▸ **TASK PROMPT**:
Quote the tax court excerpt word for word, starting at "[My emphasis.]" and stopping after "prove his guilt.".

▸ **SOURCE EXCERPT**:
□ □ □

38 Of course, it is possible not
to occupy premises and still know and control what goes on there or be
complicit therein. In the case at bar, however, we cannot draw this inference
from the mere fact that the appellant is the owner of 180 and that he was
arrested on a neighbouring property. At the most, we can infer from the
appellant’s title to 180 that he knew of the existence of the plantation, but
from this presumed knowledge we cannot infer, directly or by complicity, that
he had control (whether for the purpose of production or possession for the
purpose of trafficking), which cannot be the merely legal control exercised as
owner of the property.
[My emphasis.]
[77]
The QCA’s conclusion was that the totality of
the circumstances did not demonstrate, beyond a reasonable doubt, that the
accused was guilty. It was specified that the fact that the accused owned the
building did not, in itself, prove his guilt.
[78]
In view of the preceding, a conclusion regarding
an individual’s guilt can be reasonably drawn when there is sufficient
evidence. This evidence must be considered as a whole.
[79]
Subsection 286(1) of the ETA sets out the
obligation of a business owner to keep books and records:
286(1) Keeping
books and records Every person who carries on a
business or is engaged in a commercial activity in Canada, every person who is
required under this Part to file a return and every person who makes an
application for a rebate or refund shall keep records in English or in French in
Canada, or at such other place and on such terms and conditions as the Minister
may specify in writing, in such form and containing such information as will
enable the determination of the person’s liabilities and obligations under this
Part or the amount of any rebate or refund to which the person is entitled.
[80]
An alternative audit method can be used by the
Minister in order to reconstruct a taxpayer’s income in certain circumstances.
[81]
In Desroches v. The Queen, 2013 TCC 81,
and 9100-8649 Québec inc. v. The Queen, 2013 TCC 160,
I stated that the case law holds that the Minister can resort to
alternative audit methods in the event that the taxpayer does not file tax
returns or does not keep reliable accounting books and records.
[82]
An alternative audit method can allow for the
value to be determined of illegal substances produced and sold by the taxpayer.
For this purpose, expert reports, testimonies from expert witnesses, partial
agreements on the facts as well as the taxpayer’s confessions can be used.
[83]
An alternative audit method was used in Reny
v. The Queen, 2015 TCC 279, where the appellant had pleaded
guilty to charges of drug trafficking and possession for the purposes of
trafficking. More specifically, the Minister used the "net worth"
method. In that case, I decided that the use of such a method was warranted,
given the total absence of accounting records and given the existence of
inexplicable discrepancies in the appellant’s assets.
[84]
Subsequently, 9100-8649 Québec inc. was recently
cited by Justice D’Auray in 9103-4348 Québec inc. v. The Queen,
2015 TCC 220, as well as by Justice Masse in Syed v. The
Queen, 2014 TCC 307, in which it was recalled that it was
necessary to use alternative methods in cases wherein the taxpayer does not
have reliable accounting records.

□ □ □

▸ **GIVEN DATA**:
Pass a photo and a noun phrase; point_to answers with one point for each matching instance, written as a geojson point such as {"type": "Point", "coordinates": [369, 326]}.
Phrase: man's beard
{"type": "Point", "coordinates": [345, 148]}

□ □ □

▸ **ANSWER IN FULL**:
[My emphasis.]
[77]
The QCA’s conclusion was that the totality of
the circumstances did not demonstrate, beyond a reasonable doubt, that the
accused was guilty. It was specified that the fact that the accused owned the
building did not, in itself, prove his guilt.